* [What to produce]
The pictures get left out, but everything else in the listing below must be duplicated exactly.

* [Records for this exercise]

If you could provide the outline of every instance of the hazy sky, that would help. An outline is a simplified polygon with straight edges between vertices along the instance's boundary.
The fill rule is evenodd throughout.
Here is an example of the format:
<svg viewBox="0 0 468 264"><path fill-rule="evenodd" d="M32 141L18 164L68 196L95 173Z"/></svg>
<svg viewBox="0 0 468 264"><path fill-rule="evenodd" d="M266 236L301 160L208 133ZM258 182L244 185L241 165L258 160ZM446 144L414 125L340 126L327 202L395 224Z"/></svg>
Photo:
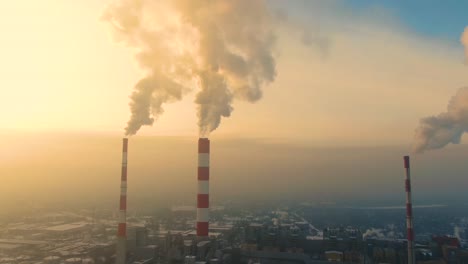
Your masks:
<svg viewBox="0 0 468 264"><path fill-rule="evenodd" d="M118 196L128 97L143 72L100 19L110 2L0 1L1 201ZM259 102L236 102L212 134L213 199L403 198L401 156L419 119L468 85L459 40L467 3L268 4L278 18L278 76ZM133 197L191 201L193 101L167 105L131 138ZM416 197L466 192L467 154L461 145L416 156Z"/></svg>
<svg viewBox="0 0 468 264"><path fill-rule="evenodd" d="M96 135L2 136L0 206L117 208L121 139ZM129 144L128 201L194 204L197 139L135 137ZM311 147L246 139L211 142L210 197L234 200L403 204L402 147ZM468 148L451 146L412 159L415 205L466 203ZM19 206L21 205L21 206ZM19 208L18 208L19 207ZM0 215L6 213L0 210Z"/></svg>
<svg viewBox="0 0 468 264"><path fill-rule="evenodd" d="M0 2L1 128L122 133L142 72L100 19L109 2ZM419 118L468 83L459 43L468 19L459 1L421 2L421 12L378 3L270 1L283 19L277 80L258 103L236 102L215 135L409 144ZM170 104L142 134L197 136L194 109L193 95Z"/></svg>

* [Final answer]
If you could provide the outline of every instance of the hazy sky, that would help. An outline is a simplified polygon with straight edges between vertices along the instance's boundary.
The fill rule is evenodd throughout.
Here is an example of the format:
<svg viewBox="0 0 468 264"><path fill-rule="evenodd" d="M32 141L18 164L68 196L95 173Z"/></svg>
<svg viewBox="0 0 468 264"><path fill-rule="evenodd" d="M266 236L301 160L208 133ZM258 182L244 185L241 165L258 160ZM446 144L414 125L340 126L327 202L395 224Z"/></svg>
Photo:
Your masks:
<svg viewBox="0 0 468 264"><path fill-rule="evenodd" d="M118 196L128 97L143 72L100 19L110 2L0 1L1 201ZM259 102L236 102L212 134L213 199L403 198L401 156L419 119L468 85L459 40L467 3L268 4L278 18L278 76ZM133 197L191 201L193 101L167 105L131 138ZM416 197L466 192L467 154L461 145L416 156Z"/></svg>
<svg viewBox="0 0 468 264"><path fill-rule="evenodd" d="M96 135L2 136L0 206L117 208L121 139ZM129 144L128 201L194 204L197 139L135 137ZM311 147L246 139L211 142L210 197L234 200L403 204L402 147ZM468 148L451 146L412 159L415 205L466 203ZM19 206L21 205L21 206ZM19 208L18 208L19 207ZM0 215L6 213L0 210Z"/></svg>
<svg viewBox="0 0 468 264"><path fill-rule="evenodd" d="M0 2L1 128L122 133L142 72L100 19L109 2ZM419 118L468 83L459 43L468 19L459 1L421 2L421 12L378 3L270 1L283 19L277 80L258 103L236 102L215 135L409 144ZM170 104L142 134L197 136L194 109L193 95Z"/></svg>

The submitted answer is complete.